__What needs to be done__. Starting with the line containing "target: overcast sky" and continuing through the line containing "MULTIPOLYGON (((105 38, 108", rewrite the listing with "vertices" swapped for "corner points" and everything else left unchanged. Omit the pictures from your answer.

Object outline annotations:
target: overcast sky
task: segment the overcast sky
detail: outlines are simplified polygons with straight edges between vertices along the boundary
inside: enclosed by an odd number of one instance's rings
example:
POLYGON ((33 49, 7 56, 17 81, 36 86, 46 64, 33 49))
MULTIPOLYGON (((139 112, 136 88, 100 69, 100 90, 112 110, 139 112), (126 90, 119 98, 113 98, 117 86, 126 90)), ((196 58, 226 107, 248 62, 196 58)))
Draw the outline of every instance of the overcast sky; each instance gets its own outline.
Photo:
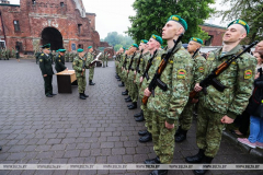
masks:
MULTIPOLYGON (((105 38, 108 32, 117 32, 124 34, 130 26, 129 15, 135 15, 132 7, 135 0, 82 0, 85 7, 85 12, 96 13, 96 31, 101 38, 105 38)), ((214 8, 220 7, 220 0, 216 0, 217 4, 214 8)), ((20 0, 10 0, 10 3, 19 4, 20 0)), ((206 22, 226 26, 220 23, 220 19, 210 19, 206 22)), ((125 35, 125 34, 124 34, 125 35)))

---

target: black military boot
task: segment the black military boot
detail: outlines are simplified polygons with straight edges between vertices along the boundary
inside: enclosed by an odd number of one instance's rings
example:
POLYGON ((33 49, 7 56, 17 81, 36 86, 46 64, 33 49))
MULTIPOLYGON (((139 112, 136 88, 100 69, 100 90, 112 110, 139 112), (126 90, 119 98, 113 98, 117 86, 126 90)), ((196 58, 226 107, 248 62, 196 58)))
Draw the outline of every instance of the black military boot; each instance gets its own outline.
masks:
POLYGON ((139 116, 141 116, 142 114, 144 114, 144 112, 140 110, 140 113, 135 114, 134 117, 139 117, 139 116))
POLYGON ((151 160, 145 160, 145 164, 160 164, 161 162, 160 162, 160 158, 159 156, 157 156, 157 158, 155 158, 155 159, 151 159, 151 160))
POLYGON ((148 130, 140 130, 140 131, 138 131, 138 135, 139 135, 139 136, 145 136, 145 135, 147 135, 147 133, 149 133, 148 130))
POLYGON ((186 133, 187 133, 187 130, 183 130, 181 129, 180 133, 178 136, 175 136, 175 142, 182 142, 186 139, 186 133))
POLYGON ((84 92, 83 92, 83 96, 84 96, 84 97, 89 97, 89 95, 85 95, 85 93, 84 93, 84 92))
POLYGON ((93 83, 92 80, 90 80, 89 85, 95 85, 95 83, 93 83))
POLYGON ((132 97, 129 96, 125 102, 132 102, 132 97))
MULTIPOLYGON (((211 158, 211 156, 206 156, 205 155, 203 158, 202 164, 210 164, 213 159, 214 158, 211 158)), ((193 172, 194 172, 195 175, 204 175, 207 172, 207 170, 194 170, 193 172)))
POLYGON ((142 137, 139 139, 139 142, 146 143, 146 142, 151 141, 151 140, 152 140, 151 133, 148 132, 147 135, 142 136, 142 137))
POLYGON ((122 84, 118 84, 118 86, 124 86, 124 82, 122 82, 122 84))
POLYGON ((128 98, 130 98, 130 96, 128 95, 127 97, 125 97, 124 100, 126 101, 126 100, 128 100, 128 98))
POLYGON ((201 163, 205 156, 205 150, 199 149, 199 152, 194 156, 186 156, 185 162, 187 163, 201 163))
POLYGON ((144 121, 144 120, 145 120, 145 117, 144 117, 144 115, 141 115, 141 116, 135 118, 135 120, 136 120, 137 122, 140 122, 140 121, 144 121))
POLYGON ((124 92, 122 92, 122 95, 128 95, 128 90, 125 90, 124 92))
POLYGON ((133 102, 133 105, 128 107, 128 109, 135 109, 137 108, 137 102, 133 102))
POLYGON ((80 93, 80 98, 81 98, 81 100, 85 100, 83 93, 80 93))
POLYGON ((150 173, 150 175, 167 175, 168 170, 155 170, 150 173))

---

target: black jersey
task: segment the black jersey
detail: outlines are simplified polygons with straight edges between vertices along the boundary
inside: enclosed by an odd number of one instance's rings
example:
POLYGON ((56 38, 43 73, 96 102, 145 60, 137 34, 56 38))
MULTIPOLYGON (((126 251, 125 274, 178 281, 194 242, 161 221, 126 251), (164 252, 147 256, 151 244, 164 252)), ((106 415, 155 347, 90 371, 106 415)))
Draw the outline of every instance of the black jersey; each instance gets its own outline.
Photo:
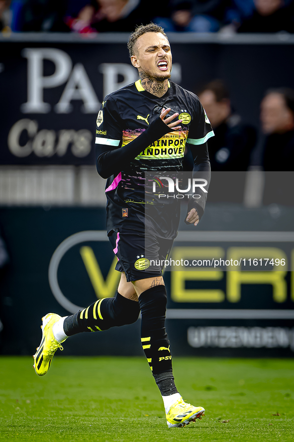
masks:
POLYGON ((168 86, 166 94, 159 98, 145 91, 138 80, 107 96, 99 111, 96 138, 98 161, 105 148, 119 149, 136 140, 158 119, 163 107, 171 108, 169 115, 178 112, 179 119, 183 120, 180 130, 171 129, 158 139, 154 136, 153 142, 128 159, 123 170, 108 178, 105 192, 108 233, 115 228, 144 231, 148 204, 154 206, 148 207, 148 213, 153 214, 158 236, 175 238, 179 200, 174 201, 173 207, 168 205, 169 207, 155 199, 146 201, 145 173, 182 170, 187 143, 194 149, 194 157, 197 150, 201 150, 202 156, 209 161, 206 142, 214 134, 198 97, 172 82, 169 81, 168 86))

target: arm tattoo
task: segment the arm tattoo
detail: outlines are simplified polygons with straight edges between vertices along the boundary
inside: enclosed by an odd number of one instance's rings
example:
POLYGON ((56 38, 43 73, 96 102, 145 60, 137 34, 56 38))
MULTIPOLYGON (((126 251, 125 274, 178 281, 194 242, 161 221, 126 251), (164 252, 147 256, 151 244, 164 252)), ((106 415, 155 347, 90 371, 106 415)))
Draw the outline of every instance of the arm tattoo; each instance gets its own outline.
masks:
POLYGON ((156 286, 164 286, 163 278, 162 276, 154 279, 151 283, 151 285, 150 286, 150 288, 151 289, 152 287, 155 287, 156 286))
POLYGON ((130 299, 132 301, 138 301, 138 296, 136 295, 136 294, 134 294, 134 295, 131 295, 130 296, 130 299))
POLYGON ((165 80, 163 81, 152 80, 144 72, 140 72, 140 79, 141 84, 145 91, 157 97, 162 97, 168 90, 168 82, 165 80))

__Answer for the task__.
target: overcast sky
task: segment the overcast sky
detail: outlines are simplified polygons with straight edges between corner points along the boundary
inside: enclosed by an odd number of one instance's rings
example:
POLYGON ((33 49, 7 56, 17 81, 36 86, 46 64, 33 49))
MULTIPOLYGON (((139 112, 136 88, 100 69, 100 90, 112 110, 139 112), (126 90, 119 98, 113 98, 117 86, 126 90)), ((196 58, 226 107, 248 62, 196 58)))
Draw the outline of every instance of the overcast sky; each instance gets its own outline.
Photo:
masks:
MULTIPOLYGON (((105 38, 108 32, 117 32, 124 34, 130 26, 129 15, 135 15, 132 7, 135 0, 82 0, 85 7, 85 12, 96 13, 96 31, 101 38, 105 38)), ((214 8, 220 7, 220 0, 216 0, 217 4, 214 8)), ((20 0, 10 0, 10 3, 19 4, 20 0)), ((206 22, 226 26, 220 23, 220 19, 210 19, 206 22)), ((125 35, 125 34, 124 34, 125 35)))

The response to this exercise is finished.